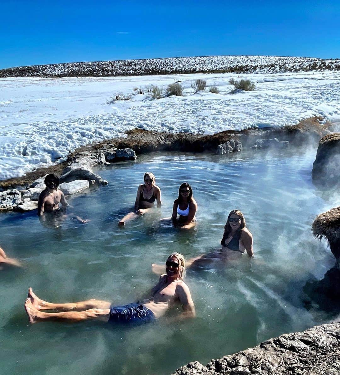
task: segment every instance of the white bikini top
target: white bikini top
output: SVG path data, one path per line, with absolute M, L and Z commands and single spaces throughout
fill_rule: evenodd
M 183 210 L 180 208 L 180 205 L 179 204 L 177 207 L 177 213 L 178 215 L 180 215 L 181 216 L 187 216 L 189 214 L 189 206 L 190 205 L 190 202 L 189 202 L 186 209 Z

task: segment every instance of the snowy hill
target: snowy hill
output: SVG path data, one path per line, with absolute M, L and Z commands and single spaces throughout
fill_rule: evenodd
M 186 73 L 261 74 L 340 70 L 340 59 L 275 56 L 204 56 L 66 63 L 0 70 L 0 77 L 114 76 Z

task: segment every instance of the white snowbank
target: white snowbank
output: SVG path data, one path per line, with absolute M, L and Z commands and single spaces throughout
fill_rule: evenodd
M 212 134 L 228 129 L 280 126 L 320 115 L 340 122 L 340 73 L 248 75 L 256 90 L 228 94 L 236 74 L 178 74 L 107 78 L 0 79 L 0 179 L 60 162 L 80 146 L 124 136 L 138 127 Z M 219 94 L 194 94 L 206 78 Z M 242 76 L 242 78 L 244 78 Z M 106 102 L 135 86 L 183 81 L 184 96 L 154 99 L 134 95 Z

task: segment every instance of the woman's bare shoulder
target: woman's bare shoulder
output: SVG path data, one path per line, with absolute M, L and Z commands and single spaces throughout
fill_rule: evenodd
M 251 234 L 250 231 L 248 228 L 245 227 L 242 228 L 241 230 L 241 236 L 245 236 L 247 237 L 252 237 L 252 234 Z
M 192 197 L 191 200 L 190 201 L 190 203 L 193 204 L 194 206 L 197 207 L 197 202 L 195 200 L 195 199 Z

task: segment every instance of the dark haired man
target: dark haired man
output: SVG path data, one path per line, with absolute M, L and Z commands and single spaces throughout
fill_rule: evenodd
M 64 193 L 58 189 L 59 177 L 56 174 L 48 174 L 44 181 L 46 188 L 40 193 L 38 200 L 38 216 L 42 217 L 45 213 L 56 212 L 61 210 L 59 204 L 63 206 L 65 212 L 69 206 L 65 198 Z M 72 214 L 71 214 L 71 215 Z M 66 215 L 65 215 L 66 218 Z M 83 224 L 89 220 L 84 220 L 79 216 L 72 217 Z

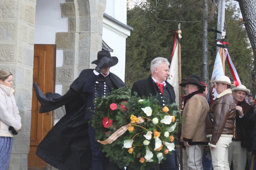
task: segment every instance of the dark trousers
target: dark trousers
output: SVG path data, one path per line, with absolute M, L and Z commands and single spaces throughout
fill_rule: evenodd
M 105 170 L 106 169 L 109 161 L 105 154 L 101 151 L 100 144 L 95 140 L 95 131 L 91 127 L 91 123 L 88 124 L 88 131 L 93 155 L 91 166 L 93 170 Z
M 159 170 L 176 170 L 175 154 L 174 151 L 172 151 L 172 154 L 166 155 L 166 159 L 159 165 Z

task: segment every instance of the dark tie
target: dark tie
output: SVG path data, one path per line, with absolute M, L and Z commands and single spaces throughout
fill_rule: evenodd
M 163 84 L 160 84 L 157 82 L 156 82 L 156 85 L 157 86 L 159 87 L 159 89 L 160 90 L 160 91 L 163 94 Z

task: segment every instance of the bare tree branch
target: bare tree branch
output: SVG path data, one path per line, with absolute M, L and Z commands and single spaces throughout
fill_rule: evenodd
M 159 20 L 161 20 L 161 21 L 177 21 L 177 22 L 198 22 L 202 21 L 202 20 L 199 20 L 198 21 L 177 21 L 176 20 L 167 20 L 166 19 L 160 19 L 160 18 L 158 18 L 156 17 L 156 18 L 158 19 L 159 19 Z

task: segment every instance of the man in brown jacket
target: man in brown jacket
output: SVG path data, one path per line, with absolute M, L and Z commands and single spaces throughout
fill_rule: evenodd
M 255 123 L 250 117 L 254 112 L 253 107 L 244 101 L 250 93 L 250 90 L 242 84 L 232 89 L 236 104 L 236 116 L 235 123 L 236 133 L 232 142 L 228 147 L 229 167 L 233 161 L 234 170 L 245 169 L 246 161 L 246 148 L 251 146 L 249 131 Z
M 215 88 L 218 95 L 210 108 L 205 118 L 206 133 L 214 170 L 229 169 L 228 150 L 234 133 L 236 104 L 231 87 L 235 87 L 229 78 L 220 76 L 216 80 Z
M 190 78 L 180 85 L 185 87 L 188 95 L 184 101 L 182 123 L 181 141 L 186 147 L 182 150 L 183 170 L 202 170 L 202 157 L 206 137 L 205 119 L 209 105 L 204 96 L 204 87 L 198 80 Z

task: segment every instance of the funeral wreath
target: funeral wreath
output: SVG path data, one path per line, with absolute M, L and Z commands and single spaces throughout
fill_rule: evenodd
M 120 168 L 156 167 L 174 150 L 180 113 L 175 104 L 163 107 L 156 97 L 130 94 L 123 87 L 95 100 L 91 122 L 96 138 L 106 156 Z

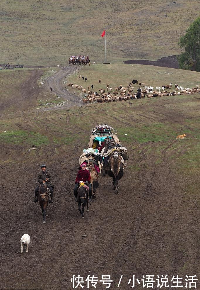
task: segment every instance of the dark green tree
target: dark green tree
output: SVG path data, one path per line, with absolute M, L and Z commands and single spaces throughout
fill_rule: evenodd
M 200 72 L 200 17 L 180 38 L 178 45 L 182 51 L 178 58 L 180 68 Z

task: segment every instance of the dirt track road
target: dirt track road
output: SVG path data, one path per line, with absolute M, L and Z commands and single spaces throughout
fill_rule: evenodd
M 49 91 L 50 91 L 50 88 L 52 87 L 53 88 L 52 93 L 67 101 L 67 105 L 63 106 L 63 108 L 82 104 L 82 102 L 81 101 L 80 98 L 76 94 L 68 92 L 64 88 L 61 82 L 63 78 L 67 76 L 75 71 L 77 67 L 71 66 L 61 68 L 61 69 L 54 75 L 47 79 L 45 82 L 46 87 Z
M 69 106 L 78 104 L 80 100 L 66 92 L 61 80 L 74 69 L 61 69 L 47 79 L 45 85 L 49 89 L 52 86 L 54 92 L 67 99 Z M 180 113 L 164 107 L 164 99 L 157 101 L 152 107 L 153 115 L 148 113 L 148 103 L 137 109 L 152 118 L 148 121 L 175 122 L 175 119 L 180 126 L 182 118 L 177 117 Z M 184 110 L 181 116 L 185 118 L 184 114 L 190 113 Z M 114 119 L 113 116 L 111 126 L 114 127 L 117 122 L 118 127 L 130 127 L 143 117 L 142 114 L 138 115 L 137 120 L 126 120 L 125 116 L 118 119 L 115 116 Z M 99 121 L 95 115 L 91 116 L 88 131 Z M 103 112 L 102 116 L 106 121 L 107 115 Z M 22 115 L 20 121 L 23 129 L 37 130 L 37 127 L 31 129 L 26 123 L 29 120 L 31 125 L 31 116 L 30 120 L 28 116 L 23 118 Z M 46 121 L 41 118 L 36 123 L 49 136 L 54 134 L 49 123 L 57 122 L 51 118 Z M 173 275 L 183 277 L 184 282 L 186 275 L 196 275 L 199 279 L 198 193 L 196 187 L 191 195 L 186 190 L 188 185 L 193 184 L 194 175 L 180 177 L 173 167 L 177 160 L 170 159 L 170 153 L 162 150 L 163 162 L 156 164 L 156 157 L 153 155 L 148 157 L 143 145 L 140 145 L 140 153 L 136 155 L 131 144 L 123 142 L 129 154 L 128 166 L 136 166 L 138 170 L 132 170 L 131 174 L 124 172 L 117 195 L 114 193 L 111 179 L 100 176 L 97 200 L 92 202 L 90 211 L 85 212 L 82 220 L 73 190 L 80 152 L 87 144 L 79 138 L 79 129 L 75 125 L 68 124 L 65 116 L 61 121 L 62 126 L 76 134 L 77 139 L 72 144 L 59 147 L 52 141 L 29 153 L 22 144 L 0 143 L 3 160 L 0 289 L 71 290 L 71 279 L 78 274 L 84 280 L 88 275 L 94 275 L 99 280 L 102 275 L 110 275 L 112 290 L 133 289 L 132 281 L 128 283 L 134 275 L 141 283 L 139 285 L 136 281 L 133 289 L 136 290 L 146 289 L 142 286 L 143 275 L 155 275 L 155 289 L 160 289 L 156 286 L 157 275 L 168 275 L 170 285 L 172 284 Z M 85 133 L 89 140 L 89 133 Z M 59 134 L 59 130 L 54 131 L 56 137 L 62 137 Z M 173 144 L 167 145 L 171 148 Z M 155 143 L 149 141 L 148 144 L 153 150 L 157 150 Z M 54 203 L 49 208 L 49 216 L 43 224 L 41 208 L 33 200 L 37 173 L 44 162 L 51 172 L 55 189 Z M 25 233 L 30 235 L 30 244 L 28 253 L 21 254 L 20 239 Z M 183 284 L 182 289 L 185 289 L 185 284 Z M 84 289 L 87 289 L 85 282 L 84 285 Z M 97 286 L 97 290 L 106 289 L 102 282 L 98 282 Z M 76 289 L 82 289 L 80 286 Z M 168 289 L 171 289 L 170 286 Z M 91 284 L 89 289 L 94 289 Z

*****

## [Exercise prompt]
Rewrite the part of the items that runs from the start through the line containing "M 186 73 L 261", putting "snow-covered hill" wherever "snowy hill" appears and leaving everything else unchanged. Leave the pictures out of your answer.

## [The solution]
task: segment every instance of the white bikini top
target: white bikini top
output: SVG path data, one path per line, with absolute M, L and Z commands and single spaces throughout
fill_rule: evenodd
M 183 210 L 180 208 L 180 205 L 179 204 L 177 207 L 177 213 L 178 215 L 180 215 L 181 216 L 187 216 L 189 214 L 189 206 L 190 205 L 190 202 L 189 202 L 186 209 Z

task: segment every instance of the snow-covered hill
target: snow-covered hill
output: SVG path data, one path per line, with absolute M, L and Z commands and single spaces throughout
fill_rule: evenodd
M 186 73 L 261 74 L 340 70 L 340 59 L 275 56 L 204 56 L 66 63 L 0 70 L 0 77 L 114 76 Z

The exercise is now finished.